E
VIVA A FOLIA...
Peço aos leitores que me permitam, antes de responder a esta mensagem dos Caretas em Folia, esclarecer alguns pontos que, nos parecem, devem ser ditos.
1º - eu não sou o
autor dos textos oriundos das caretas – aliás, ultimamente bem pouco tenho
falado comigo mesmo... então, para aqueles que tinham esta dúvida, se vale a
palavra de um homem, está aqui a minha: para atestar que eu não ando me
provocando, criando este “diálogo” público.
2º - resolvi
publicar os e-mails por julgar os textos tão bem escritos que deveriam, a
título de ilustrar e divertir (misturando ficção e realidade), ser respondidos
de uma forma a que todos deles tivessem ciência...
3º - peço
desculpas por não ter atualizado nossas páginas com maior freqüência – ocorre
que tomei por algum tempo certa ojeriza à internet... não à rede, mas à
lentidão dela... ao estafante trabalho de escrever em minutos e de gastar horas
para fazer publicar uma singela página... acho que estou deixando de ser monge.
■ ■ ■
### QUESTÃO 1
Diga se cada afirmação concorda com o texto selecionado, respondendo sim ou não e citando as palavras do texto que decidem a questão.
(a) O autor declara ser ele próprio quem escreve os textos das caretas.
(b) O autor resolveu publicar os e-mails por achar os textos muito bem escritos.
(c) A aversão do autor é à própria rede.
### QUESTÃO 2
Responda com base no texto selecionado:
(a) De quem é a mensagem que o autor vai responder?
(b) Por que motivo o autor pede desculpas?
(c) Quanto tempo o autor diz gastar para fazer publicar uma página?
### QUESTÃO 3
Transcreva do texto selecionado o trecho que vai de "1º - eu não" até "deles tivessem ciência...", inclusive.
Baseie-se somente no texto selecionado.

### EXTRATO DE DADOS
■ ■ ■
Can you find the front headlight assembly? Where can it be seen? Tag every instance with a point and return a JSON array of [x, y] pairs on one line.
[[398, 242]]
■ ■ ■
### RESULTADO 1
(a) Não: "eu não sou o autor dos textos oriundos das caretas".
(b) Sim: "resolvi publicar os e-mails por julgar os textos tão bem escritos".
(c) Não: "não à rede, mas à lentidão dela".

### RESULTADO 2
(a) Dos Caretas em Folia.
(b) Por não ter atualizado as páginas com maior freqüência.
(c) Horas.

### RESULTADO 3
1º - eu não sou o
autor dos textos oriundos das caretas – aliás, ultimamente bem pouco tenho
falado comigo mesmo... então, para aqueles que tinham esta dúvida, se vale a
palavra de um homem, está aqui a minha: para atestar que eu não ando me
provocando, criando este “diálogo” público.
2º - resolvi
publicar os e-mails por julgar os textos tão bem escritos que deveriam, a
título de ilustrar e divertir (misturando ficção e realidade), ser respondidos
de uma forma a que todos deles tivessem ciência...